* _Exercise instructions_
Please copy out every line in the entries that includes the word "life".

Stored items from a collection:
<<<<

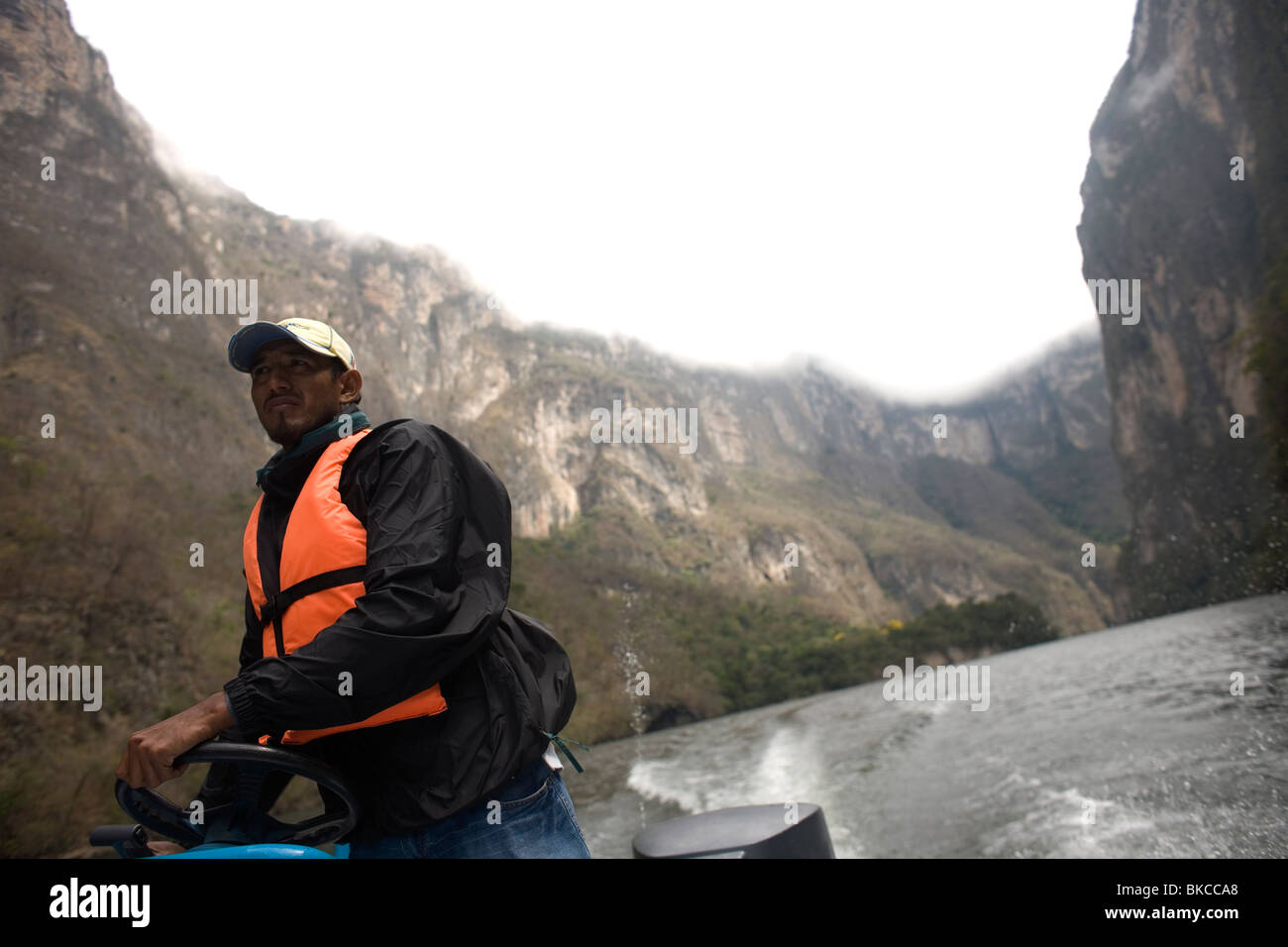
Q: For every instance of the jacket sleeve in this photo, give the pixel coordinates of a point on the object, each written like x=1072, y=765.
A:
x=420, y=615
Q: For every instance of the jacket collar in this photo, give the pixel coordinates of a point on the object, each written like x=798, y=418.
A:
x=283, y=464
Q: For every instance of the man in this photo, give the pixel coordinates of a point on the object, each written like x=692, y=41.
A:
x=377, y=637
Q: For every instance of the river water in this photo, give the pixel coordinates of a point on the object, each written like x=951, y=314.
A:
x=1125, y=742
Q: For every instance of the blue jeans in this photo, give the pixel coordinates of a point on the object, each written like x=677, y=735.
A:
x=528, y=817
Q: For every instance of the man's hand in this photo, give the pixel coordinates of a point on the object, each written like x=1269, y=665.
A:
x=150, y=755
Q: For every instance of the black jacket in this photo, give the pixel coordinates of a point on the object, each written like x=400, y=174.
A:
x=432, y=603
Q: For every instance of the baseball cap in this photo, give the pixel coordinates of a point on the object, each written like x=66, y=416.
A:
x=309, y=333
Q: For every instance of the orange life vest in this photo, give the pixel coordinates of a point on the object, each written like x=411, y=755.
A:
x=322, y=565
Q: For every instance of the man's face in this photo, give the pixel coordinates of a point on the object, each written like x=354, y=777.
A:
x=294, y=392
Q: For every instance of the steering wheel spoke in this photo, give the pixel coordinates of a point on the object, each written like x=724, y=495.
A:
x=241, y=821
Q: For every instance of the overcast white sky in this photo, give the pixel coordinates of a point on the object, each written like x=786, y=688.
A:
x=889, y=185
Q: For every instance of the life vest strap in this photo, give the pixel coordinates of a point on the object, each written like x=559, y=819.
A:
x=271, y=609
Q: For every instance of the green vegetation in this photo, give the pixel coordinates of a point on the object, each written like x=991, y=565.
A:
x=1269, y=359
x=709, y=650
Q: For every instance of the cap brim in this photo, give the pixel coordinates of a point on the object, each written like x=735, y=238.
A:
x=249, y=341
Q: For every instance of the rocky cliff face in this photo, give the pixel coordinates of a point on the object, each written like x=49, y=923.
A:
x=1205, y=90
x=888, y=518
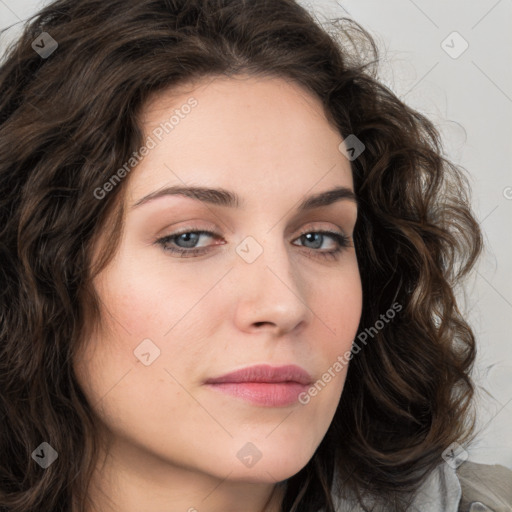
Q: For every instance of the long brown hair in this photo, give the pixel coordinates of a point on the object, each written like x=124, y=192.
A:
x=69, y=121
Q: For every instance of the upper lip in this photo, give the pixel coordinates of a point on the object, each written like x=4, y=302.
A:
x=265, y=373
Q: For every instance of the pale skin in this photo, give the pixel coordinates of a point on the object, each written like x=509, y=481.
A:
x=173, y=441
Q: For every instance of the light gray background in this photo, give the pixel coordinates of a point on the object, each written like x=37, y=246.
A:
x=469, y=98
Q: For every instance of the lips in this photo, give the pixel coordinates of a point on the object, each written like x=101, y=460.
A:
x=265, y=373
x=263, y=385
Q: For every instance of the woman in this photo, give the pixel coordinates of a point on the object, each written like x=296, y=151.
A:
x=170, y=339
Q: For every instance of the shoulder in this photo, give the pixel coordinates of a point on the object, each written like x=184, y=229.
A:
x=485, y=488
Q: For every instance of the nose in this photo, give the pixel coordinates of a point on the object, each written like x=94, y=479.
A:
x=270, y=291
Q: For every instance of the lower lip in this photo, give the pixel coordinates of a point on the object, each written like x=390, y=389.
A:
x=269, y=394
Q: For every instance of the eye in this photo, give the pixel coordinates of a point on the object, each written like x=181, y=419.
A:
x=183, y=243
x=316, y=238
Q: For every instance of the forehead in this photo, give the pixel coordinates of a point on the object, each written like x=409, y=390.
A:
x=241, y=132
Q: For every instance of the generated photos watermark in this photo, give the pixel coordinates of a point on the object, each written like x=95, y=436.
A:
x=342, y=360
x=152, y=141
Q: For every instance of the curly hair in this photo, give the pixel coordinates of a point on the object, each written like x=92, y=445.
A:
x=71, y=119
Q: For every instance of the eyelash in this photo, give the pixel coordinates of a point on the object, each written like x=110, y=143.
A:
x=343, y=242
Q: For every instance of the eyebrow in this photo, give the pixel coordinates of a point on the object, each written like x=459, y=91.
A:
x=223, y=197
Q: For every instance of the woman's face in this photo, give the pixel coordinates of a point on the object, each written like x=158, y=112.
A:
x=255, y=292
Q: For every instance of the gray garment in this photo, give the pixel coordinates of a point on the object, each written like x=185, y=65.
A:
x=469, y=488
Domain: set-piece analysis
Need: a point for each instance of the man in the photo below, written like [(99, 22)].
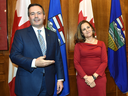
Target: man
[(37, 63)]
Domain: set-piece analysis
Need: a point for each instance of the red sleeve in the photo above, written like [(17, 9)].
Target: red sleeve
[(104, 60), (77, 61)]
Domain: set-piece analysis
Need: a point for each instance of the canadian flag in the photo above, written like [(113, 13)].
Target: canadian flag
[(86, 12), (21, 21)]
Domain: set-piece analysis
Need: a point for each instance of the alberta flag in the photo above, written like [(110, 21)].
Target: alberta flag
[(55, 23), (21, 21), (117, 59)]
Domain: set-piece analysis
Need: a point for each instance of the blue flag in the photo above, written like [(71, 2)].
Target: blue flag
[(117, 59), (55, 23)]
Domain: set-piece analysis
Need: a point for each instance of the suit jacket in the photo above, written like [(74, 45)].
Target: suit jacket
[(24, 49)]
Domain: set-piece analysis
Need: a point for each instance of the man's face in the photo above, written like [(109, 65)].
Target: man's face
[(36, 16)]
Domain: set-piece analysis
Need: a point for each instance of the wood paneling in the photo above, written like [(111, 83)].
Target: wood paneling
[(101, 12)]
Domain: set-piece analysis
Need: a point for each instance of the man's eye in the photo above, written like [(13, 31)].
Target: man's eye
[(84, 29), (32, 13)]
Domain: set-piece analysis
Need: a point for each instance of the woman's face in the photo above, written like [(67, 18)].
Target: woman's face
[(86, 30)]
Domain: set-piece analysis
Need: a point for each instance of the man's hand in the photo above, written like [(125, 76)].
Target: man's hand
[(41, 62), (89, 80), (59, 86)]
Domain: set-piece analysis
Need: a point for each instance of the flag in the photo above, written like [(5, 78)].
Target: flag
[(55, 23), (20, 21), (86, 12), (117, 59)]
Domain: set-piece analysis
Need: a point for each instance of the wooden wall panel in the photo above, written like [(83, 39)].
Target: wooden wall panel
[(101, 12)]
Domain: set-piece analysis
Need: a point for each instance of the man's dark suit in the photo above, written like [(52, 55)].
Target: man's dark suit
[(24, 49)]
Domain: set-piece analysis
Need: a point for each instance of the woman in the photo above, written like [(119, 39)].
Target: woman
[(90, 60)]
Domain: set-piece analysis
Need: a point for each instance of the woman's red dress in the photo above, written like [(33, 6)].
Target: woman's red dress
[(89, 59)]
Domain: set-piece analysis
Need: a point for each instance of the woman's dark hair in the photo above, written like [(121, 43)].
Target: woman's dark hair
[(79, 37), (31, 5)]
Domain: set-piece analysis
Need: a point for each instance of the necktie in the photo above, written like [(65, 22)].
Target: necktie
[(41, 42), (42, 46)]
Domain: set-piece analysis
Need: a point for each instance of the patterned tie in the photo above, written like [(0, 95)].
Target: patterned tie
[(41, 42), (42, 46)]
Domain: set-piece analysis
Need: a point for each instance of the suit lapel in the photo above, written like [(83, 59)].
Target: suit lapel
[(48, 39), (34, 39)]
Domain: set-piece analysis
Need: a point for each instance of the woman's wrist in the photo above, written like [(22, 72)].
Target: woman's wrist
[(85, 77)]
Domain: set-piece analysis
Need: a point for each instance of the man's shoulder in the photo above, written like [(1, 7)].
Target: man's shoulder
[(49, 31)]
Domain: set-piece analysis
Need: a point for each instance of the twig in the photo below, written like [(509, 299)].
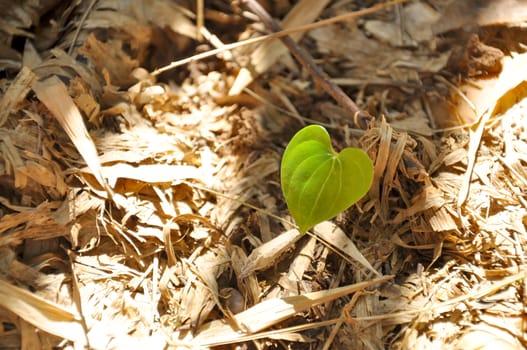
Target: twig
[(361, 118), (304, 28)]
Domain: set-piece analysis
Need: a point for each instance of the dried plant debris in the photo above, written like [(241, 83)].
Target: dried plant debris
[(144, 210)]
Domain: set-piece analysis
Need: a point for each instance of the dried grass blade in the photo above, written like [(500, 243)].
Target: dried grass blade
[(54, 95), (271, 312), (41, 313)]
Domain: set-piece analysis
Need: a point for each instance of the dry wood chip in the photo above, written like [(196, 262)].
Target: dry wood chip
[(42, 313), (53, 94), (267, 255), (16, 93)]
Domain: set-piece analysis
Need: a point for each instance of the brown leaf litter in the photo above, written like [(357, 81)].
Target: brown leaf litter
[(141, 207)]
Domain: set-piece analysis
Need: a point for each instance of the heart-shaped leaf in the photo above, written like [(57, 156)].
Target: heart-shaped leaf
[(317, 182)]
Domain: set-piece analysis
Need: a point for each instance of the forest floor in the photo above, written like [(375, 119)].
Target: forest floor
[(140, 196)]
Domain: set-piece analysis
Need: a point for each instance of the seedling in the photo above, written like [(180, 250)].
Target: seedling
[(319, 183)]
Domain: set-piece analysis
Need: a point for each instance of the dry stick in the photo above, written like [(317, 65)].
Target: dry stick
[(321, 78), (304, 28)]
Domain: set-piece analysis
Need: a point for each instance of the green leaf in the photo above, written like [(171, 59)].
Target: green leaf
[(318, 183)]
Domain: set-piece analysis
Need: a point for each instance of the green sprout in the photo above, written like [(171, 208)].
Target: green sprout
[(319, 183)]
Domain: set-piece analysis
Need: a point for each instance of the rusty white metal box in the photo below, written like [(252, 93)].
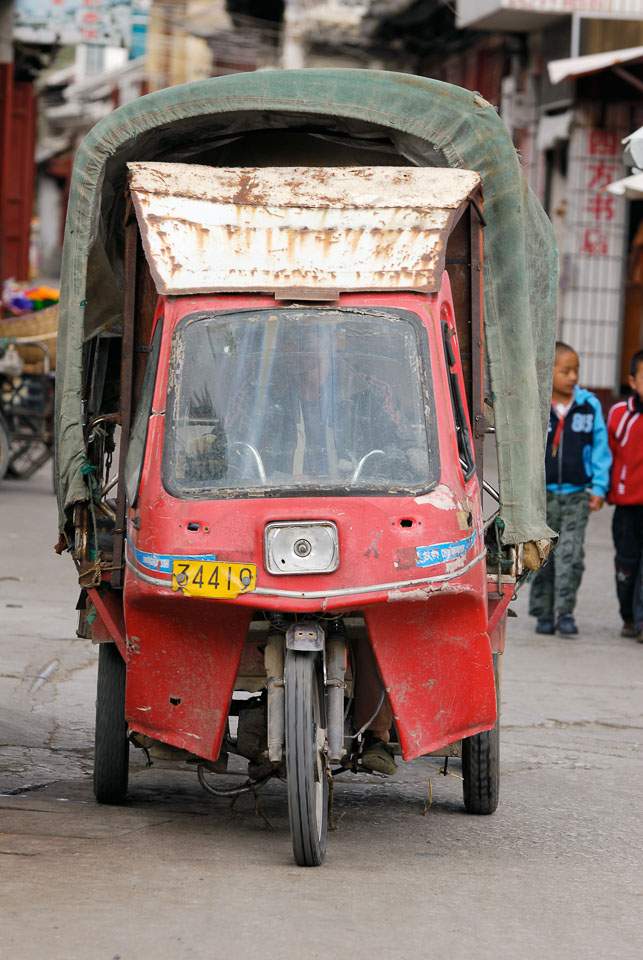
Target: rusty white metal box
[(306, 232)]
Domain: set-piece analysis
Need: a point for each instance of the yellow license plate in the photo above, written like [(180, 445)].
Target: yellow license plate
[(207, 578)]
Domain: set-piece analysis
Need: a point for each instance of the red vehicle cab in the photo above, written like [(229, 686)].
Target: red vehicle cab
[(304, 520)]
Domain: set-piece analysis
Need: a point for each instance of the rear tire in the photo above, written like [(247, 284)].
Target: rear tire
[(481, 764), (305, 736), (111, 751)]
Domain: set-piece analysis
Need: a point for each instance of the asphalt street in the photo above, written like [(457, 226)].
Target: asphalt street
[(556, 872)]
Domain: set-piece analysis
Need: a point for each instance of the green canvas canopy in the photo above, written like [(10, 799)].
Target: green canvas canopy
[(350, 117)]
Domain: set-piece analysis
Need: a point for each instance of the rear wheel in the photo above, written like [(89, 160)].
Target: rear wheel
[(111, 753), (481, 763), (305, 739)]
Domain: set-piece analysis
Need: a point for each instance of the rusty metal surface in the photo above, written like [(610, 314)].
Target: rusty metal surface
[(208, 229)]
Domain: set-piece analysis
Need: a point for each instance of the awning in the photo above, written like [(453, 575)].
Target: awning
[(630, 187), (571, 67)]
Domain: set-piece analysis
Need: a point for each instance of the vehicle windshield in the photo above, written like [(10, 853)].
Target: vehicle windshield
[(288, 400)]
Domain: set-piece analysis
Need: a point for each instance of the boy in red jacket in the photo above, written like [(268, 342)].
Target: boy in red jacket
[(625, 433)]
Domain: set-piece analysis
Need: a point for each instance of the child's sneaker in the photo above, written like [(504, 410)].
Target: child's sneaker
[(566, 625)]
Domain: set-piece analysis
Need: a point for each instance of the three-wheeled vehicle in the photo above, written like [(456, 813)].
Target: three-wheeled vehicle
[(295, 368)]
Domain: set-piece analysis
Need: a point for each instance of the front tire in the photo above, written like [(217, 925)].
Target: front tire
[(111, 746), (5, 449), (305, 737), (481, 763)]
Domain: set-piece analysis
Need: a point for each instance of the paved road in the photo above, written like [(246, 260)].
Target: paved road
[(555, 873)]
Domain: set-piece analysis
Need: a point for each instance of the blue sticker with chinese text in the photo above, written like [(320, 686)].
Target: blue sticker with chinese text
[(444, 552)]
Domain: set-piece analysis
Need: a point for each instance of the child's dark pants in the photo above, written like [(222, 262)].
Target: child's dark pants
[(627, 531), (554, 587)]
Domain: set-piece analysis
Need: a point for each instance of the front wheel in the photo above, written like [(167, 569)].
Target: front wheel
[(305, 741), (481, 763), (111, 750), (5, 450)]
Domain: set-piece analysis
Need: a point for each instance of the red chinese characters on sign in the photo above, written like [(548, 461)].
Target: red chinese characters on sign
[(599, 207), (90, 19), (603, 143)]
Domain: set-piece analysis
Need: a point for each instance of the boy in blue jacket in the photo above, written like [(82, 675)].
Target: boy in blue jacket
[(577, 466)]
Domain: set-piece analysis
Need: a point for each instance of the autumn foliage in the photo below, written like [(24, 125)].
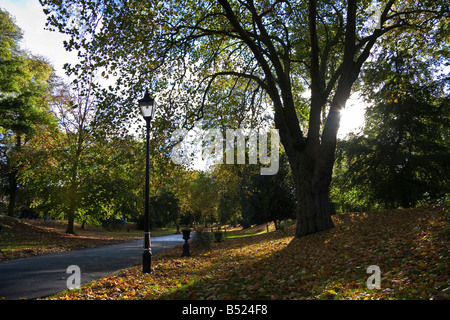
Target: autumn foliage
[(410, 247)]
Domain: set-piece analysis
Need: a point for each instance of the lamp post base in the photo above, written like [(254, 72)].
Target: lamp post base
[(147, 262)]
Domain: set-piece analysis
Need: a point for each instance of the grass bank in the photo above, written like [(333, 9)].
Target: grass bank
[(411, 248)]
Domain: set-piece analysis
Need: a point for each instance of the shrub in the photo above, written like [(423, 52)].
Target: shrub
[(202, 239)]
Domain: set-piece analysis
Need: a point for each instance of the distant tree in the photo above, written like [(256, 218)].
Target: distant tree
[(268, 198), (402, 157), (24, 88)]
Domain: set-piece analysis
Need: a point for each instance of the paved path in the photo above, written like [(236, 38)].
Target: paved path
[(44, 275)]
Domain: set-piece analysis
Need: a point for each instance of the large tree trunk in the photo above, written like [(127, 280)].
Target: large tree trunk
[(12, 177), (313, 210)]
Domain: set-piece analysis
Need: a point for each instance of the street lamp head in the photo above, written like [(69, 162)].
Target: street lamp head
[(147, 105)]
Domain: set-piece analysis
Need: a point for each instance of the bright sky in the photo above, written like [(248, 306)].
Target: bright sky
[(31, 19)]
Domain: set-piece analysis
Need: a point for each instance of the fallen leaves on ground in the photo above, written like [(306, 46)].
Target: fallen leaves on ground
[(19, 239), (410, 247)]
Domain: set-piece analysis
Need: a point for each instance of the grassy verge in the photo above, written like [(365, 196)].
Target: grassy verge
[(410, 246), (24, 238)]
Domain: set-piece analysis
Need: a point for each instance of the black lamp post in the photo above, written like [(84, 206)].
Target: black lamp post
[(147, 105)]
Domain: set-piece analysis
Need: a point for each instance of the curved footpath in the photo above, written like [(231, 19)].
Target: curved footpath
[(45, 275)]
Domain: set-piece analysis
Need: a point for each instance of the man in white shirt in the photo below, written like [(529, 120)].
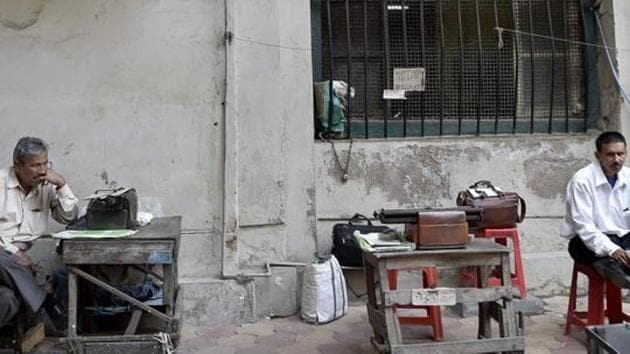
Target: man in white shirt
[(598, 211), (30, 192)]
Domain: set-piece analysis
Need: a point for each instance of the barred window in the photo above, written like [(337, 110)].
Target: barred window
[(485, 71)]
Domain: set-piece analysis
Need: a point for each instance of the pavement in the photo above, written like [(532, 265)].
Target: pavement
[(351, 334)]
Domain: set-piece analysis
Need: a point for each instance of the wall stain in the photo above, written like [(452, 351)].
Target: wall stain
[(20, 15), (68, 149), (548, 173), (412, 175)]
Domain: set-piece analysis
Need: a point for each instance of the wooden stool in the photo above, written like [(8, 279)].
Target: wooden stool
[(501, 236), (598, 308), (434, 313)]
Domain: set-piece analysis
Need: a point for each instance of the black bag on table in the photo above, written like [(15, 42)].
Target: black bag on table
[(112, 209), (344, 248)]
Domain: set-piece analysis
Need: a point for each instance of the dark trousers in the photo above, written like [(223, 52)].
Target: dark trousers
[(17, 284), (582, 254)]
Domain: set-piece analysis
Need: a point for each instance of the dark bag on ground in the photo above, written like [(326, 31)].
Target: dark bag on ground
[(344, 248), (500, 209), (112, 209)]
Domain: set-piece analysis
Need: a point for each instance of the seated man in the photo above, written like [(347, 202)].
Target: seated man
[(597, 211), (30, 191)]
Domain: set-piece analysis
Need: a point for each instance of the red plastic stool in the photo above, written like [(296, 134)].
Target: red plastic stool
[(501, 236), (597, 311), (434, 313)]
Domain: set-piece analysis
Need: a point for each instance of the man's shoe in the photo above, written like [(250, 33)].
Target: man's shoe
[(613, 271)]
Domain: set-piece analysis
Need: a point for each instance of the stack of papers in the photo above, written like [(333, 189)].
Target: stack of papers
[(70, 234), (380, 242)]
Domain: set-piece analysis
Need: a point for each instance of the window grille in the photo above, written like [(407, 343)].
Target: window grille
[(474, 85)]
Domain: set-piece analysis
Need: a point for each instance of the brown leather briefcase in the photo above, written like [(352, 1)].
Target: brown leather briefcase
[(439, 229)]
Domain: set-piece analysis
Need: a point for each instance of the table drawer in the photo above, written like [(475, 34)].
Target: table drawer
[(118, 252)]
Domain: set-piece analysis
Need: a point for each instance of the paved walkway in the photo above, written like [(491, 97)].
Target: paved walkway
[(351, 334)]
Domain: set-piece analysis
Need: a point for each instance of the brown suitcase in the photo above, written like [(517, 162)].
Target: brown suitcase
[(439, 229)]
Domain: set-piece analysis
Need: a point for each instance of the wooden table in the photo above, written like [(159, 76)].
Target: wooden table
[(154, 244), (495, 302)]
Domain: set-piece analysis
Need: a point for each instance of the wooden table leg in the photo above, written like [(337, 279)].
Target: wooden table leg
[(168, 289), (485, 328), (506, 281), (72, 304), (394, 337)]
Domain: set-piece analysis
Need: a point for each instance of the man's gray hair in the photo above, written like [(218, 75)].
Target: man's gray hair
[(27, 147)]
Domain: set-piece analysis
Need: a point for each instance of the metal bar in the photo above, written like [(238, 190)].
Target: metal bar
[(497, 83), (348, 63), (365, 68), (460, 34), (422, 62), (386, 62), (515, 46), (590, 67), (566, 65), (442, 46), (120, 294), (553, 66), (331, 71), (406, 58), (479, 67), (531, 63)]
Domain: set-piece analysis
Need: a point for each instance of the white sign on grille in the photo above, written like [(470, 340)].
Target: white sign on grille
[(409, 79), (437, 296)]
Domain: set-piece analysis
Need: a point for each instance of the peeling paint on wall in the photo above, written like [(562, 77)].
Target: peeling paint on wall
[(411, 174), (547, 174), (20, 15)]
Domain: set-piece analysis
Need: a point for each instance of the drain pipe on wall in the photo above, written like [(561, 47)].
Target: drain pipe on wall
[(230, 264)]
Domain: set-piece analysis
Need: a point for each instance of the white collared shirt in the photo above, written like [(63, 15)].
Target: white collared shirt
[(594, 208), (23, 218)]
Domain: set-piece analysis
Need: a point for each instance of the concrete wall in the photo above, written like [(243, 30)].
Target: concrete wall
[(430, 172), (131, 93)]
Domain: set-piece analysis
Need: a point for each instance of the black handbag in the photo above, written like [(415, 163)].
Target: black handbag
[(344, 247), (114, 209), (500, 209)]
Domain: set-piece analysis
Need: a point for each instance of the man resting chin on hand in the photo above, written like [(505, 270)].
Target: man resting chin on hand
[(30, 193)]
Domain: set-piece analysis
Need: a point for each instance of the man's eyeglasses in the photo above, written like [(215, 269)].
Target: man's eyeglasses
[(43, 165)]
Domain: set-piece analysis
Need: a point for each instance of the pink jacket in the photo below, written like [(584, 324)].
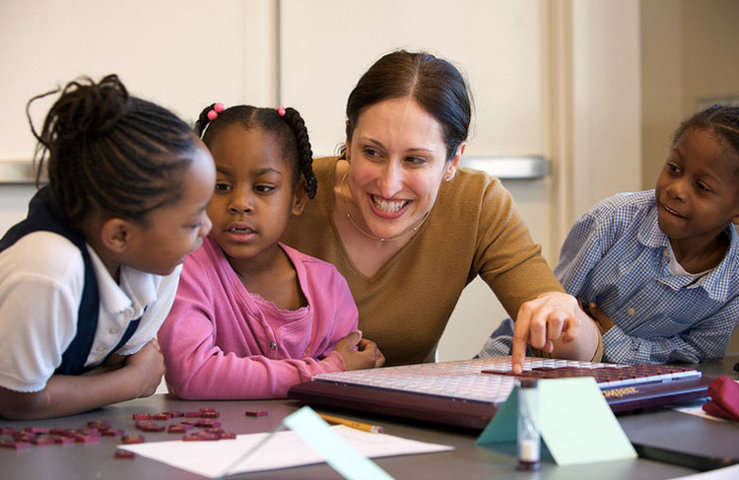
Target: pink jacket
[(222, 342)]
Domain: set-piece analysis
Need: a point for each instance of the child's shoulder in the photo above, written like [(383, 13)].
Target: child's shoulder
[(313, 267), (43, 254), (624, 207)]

>>>>

* _The answer_
Q: For every instance of the orange life vest in this photo, give the pixel coordinates of a point on the object, each written like x=411, y=755.
Q: For every instance of the life vest strap in this photo, give the pixel coordinates of a point on the object, each written like x=559, y=819.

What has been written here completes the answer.